SEZIONE DI TESTO -
Con la recentissima sentenza n. 2274 del 23 gennaio 2024, la Suprema Corte di Cassazione ha statuito che è legittima l’intimazione da parte del datore di lavoro di un secondo licenziamento in pendenza di un giudizio avente ad oggetto un precedente recesso fondato su motivi diversi, sebbene la seconda sanzione espulsiva sia destinata a non produrre effetti ove il primo licenziamento venga dichiarato legittimo con sentenza passata in giudicato.

Il caso di specie

Un dipendente, in pendenza di un giudizio inerente ad un primo licenziamento, impugnava giudizialmente il secondo licenziamento disciplinare irrogatogli dal datore di lavoro.

Il giudizio afferente tale secondo licenziamento veniva definito nell’ambito della c.d. fase sommaria del Rito Fornero con l’annullamento del licenziamento in quanto solo uno dei fatti addebitati era stato provato.

L’ordinanza della fase sommaria veniva opposta sia dal dipendente sia dal datore di lavoro.

I due giudizi della fase di opposizione non venivano riuniti e si concludevano con due separate sentenze, dichiarative entrambe dell’inefficacia sopravvenuta del secondo licenziamento: ciò in quanto, nelle more di tale giudizio, vi era stato, in primo grado, l’accertamento giudiziale della legittimità del primo licenziamento e, successivamente, la Corte d’Appello, sempre con riferimento al primo licenziamento, aveva dichiarato inammissibile il ricorso promosso dal lavoratore.

Le due sentenze emesse nell’ambito della fase di opposizione afferente al secondo licenziamento venivano appellate sia dal datore di lavoro sia dal lavoratore.

La Corte d’Appello – a seguito dell’intricata vicenda processuale sopra riassunta – dichiarava inefficace il secondo licenziamento e ciò a fronte di una sentenza, seppur non definitiva, che aveva affermato la legittimità del primo.

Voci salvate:

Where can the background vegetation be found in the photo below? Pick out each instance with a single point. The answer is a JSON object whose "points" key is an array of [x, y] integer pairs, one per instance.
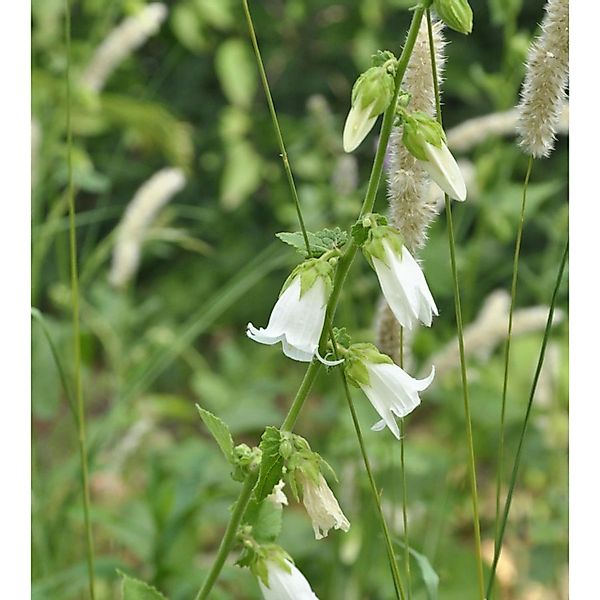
{"points": [[190, 97]]}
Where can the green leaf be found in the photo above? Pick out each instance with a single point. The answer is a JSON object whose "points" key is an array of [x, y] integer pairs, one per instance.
{"points": [[236, 70], [320, 242], [430, 578], [265, 517], [134, 589], [271, 466], [219, 431]]}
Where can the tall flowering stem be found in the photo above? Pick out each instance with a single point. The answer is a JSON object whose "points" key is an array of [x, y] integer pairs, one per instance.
{"points": [[461, 344], [79, 404], [343, 267], [513, 295], [517, 462]]}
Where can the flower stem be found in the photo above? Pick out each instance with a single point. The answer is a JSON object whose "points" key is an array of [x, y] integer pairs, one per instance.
{"points": [[513, 295], [515, 469], [229, 535], [80, 409], [275, 120], [374, 492], [404, 489], [461, 343], [346, 259]]}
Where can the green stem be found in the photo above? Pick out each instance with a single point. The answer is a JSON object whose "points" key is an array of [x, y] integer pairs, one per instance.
{"points": [[374, 492], [278, 134], [461, 343], [515, 469], [229, 535], [513, 295], [347, 258], [80, 409], [404, 488], [301, 395]]}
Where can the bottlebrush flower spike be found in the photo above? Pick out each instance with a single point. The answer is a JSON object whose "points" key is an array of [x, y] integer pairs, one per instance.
{"points": [[390, 389], [400, 277], [547, 75], [425, 140], [371, 95], [298, 315], [285, 582]]}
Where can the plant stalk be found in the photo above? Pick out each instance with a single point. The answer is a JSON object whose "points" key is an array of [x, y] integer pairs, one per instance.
{"points": [[80, 408], [515, 469], [513, 295], [461, 343]]}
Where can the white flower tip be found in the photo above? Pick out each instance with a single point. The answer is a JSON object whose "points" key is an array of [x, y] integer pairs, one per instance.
{"points": [[357, 126]]}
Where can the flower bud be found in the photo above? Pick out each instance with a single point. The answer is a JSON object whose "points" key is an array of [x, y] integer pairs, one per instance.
{"points": [[457, 14], [371, 95]]}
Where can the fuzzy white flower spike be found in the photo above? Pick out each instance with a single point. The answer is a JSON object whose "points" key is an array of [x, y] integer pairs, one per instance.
{"points": [[391, 390]]}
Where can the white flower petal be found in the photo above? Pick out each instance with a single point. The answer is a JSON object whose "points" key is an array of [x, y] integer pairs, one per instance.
{"points": [[357, 126], [284, 585], [444, 171]]}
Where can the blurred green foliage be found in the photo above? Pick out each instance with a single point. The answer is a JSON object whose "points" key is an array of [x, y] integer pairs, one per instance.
{"points": [[190, 97]]}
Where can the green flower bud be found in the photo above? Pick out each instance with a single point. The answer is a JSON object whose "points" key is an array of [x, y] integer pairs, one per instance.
{"points": [[457, 14], [371, 95], [418, 131]]}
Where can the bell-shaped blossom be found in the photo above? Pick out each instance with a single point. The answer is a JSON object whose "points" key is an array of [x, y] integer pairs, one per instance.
{"points": [[400, 277], [425, 139], [298, 315], [444, 171], [285, 582], [391, 390], [321, 505]]}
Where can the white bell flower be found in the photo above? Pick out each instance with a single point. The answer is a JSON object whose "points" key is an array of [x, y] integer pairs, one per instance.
{"points": [[400, 277], [321, 505], [298, 315], [391, 390], [425, 139], [285, 582], [444, 171]]}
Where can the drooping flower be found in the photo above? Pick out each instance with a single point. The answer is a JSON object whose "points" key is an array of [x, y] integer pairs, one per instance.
{"points": [[371, 95], [426, 141], [298, 315], [390, 389], [285, 582], [321, 505], [400, 277]]}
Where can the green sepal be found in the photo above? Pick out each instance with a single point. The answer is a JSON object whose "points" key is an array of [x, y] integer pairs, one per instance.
{"points": [[320, 242], [245, 461], [374, 246], [265, 519], [419, 130], [309, 271], [357, 358], [374, 89], [271, 465], [457, 14]]}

COMPITO RICHIESTO - Prosegui, per favore, il testo sulla sentenza della Cassazione relativa al secondo licenziamento, riprendendo subito dopo l'ultima frase riportata.

RISULTATO DELL'ESERCIZIO -
Avverso tale pronuncia resa dalla Corte d’Appello ricorreva in cassazione il datore di lavoro.

Il ricorso in Cassazione e la decisione assunta dalla Corte

Nelle more del procedimento in cassazione afferente al secondo licenziamento, la Suprema Corte si pronunciava altresì in merito al primo recesso, confermando la legittimità dello stesso.

Con la pronuncia in commento, gli Ermellini hanno quindi rilevato, preliminarmente, la perdita di interesse da parte del datore di lavoro ad insistere per l’annullamento della pronuncia dichiarativa dell’inefficacia del secondo licenziamento, perché tale inefficacia era da ritenersi ora conclamata per il maturare del menzionato giudicato.

Solo al fine di pronunciarsi in merito alle spese processuali, la Suprema Corte accoglieva il ricorso promosso dal datore di lavoro sulla scorta dei seguenti motivi.

In primo luogo, la Corte ha statuito che, in tema di rapporto di lavoro subordinato, il datore di lavoro, qualora abbia già intimato al dipendente il licenziamento, possa legittimamente intimargli un secondo recesso, fondato su una diversa causa o motivo, essendo quest’ultimo del tutto autonomo e distinto rispetto al primo.

Secondo i Giudici di Legittimità, entrambi gli atti di recesso sono in sé astrattamente idonei a raggiungere lo scopo, dovendosi ritenere il secondo licenziamento produttivo di effetti solo nel caso in cui venga riconosciuto invalido o inefficace il precedente con sentenza passata in giudicato.

Da ciò consegue che la Corte d’Appello avrebbe dovuto pronunciarsi sulla legittimità o meno del secondo licenziamento e ciò in quanto il giudizio relativo al primo licenziamento non si era – all’epoca – ancora concluso con una sentenza passata in giudicato.

La Suprema Corte, accogliendo il ricorso promosso dal datore di lavoro, ha conseguentemente condannato il dipendente al pagamento delle spese legali del procedimento.